START Extracted information
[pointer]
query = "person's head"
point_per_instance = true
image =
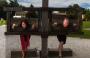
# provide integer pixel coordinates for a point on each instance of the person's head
(24, 24)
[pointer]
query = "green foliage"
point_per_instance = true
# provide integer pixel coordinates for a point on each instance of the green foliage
(87, 14)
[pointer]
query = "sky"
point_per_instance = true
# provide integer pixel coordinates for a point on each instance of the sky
(56, 3)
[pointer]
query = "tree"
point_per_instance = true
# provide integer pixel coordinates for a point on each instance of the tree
(87, 14)
(3, 13)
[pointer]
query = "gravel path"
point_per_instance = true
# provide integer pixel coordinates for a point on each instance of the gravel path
(79, 46)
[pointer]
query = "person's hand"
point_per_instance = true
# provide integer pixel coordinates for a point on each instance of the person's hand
(13, 25)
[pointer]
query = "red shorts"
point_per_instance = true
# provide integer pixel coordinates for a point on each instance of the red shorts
(24, 41)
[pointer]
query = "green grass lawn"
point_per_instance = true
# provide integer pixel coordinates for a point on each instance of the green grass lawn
(86, 24)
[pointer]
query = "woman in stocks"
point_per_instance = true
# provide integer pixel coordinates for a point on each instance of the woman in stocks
(61, 36)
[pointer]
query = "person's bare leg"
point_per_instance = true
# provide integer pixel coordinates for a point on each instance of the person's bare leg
(60, 48)
(23, 54)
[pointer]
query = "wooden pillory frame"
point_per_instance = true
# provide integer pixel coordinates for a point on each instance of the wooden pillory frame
(45, 17)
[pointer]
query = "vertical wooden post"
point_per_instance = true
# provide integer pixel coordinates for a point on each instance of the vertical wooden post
(44, 35)
(8, 21)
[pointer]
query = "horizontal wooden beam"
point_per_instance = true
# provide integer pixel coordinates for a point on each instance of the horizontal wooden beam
(33, 9)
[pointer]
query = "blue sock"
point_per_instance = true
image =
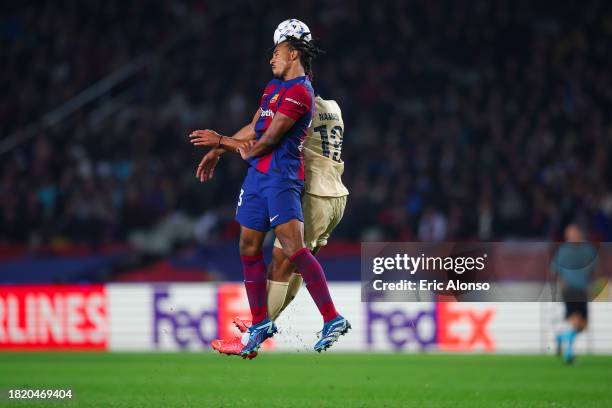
END Extracted information
» **What you are asked to do**: Copy out all the data exactly, skipping the pictures.

» **Reply**:
[pointer]
query = "person's head"
point_per_instance = true
image =
# provide integer pixel coordinates for a point on each instance of the person's head
(24, 24)
[pointer]
query = "green foliage"
point_per_instance = true
# provide integer pixel coordinates for a point on each instance of the green foliage
(87, 14)
[pointer]
query = "sky"
point_per_instance = true
# provide integer pixel coordinates for a point on each instance of the sky
(56, 3)
[pointer]
query = "tree"
point_per_instance = true
# provide integer pixel coordinates for a point on each instance of the tree
(87, 14)
(3, 13)
[pointer]
query = "gravel path"
point_per_instance = true
# provide integer pixel coordinates for a point on each instance of the gravel path
(79, 46)
[pointer]
query = "person's hand"
point_per_instance = true
# provide integer pixel coordinates for a point on each instance of the person's hand
(13, 25)
[pointer]
query = "red shorts"
point_per_instance = true
# provide integer pixel coordinates for a point on each instance of the red shorts
(24, 41)
[pointer]
query = "green grass lawn"
point_per_instance = true
# provide integer pixel coordinates for a point on each instance of the green grass lawn
(86, 24)
[pointer]
query = "woman in stocks"
point_per_instance = true
# provide integer pixel coordinates for a point on each instance of the woman in stocks
(61, 36)
[pointer]
query = "person's bare leg"
point_per_instance = true
# provide integer pixel coordinates for a point on each instance of the person's bare leg
(60, 48)
(23, 54)
[pointer]
query = "wooden pillory frame"
point_per_instance = true
# provide integer pixel coordinates for a point on each instance of the wooden pillory frame
(45, 17)
[pointer]
query = "vertical wooden post"
point_per_instance = true
# provide integer pixel coordinates for a point on each instance of the vertical wooden post
(44, 35)
(8, 21)
[pointer]
query = "horizontal wooden beam"
point_per_instance = true
# provide integer pixel coordinates for a point on each instance of the horizontal wooden beam
(33, 9)
[pointer]
query = "blue sock"
point_per_instance = true
image =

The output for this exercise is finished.